Entries for identifying locations:
◇ ◇ ◇ ◇

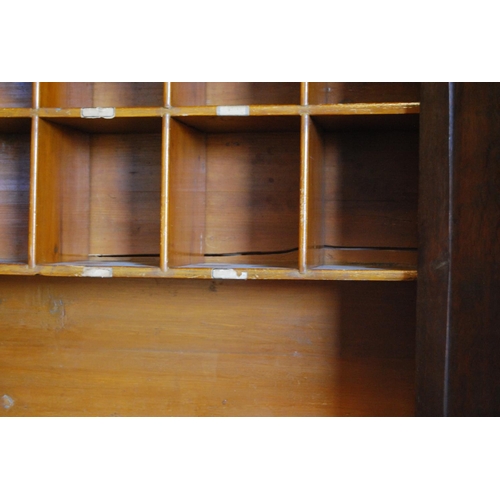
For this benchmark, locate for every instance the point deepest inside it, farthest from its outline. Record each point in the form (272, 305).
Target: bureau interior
(362, 92)
(16, 94)
(234, 185)
(99, 190)
(136, 347)
(15, 141)
(363, 190)
(234, 93)
(101, 94)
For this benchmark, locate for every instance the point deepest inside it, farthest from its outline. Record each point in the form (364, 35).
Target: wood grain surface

◇ ◇ ◇ ◇

▸ **Short task**: Reproduce every row above word for word, leaving out the pictures.

▸ **Solved exercise**:
For this benchmark, locate for every instance the point deepest inside it, farthest from its outline. Record each point in the form (272, 305).
Target: bureau interior
(362, 92)
(16, 94)
(234, 185)
(99, 190)
(136, 347)
(15, 141)
(363, 190)
(234, 93)
(101, 94)
For this benchmark, locate for every instance the point deepest inside it, farthest from its outline. Record each point in the form (364, 35).
Target: wood grain surface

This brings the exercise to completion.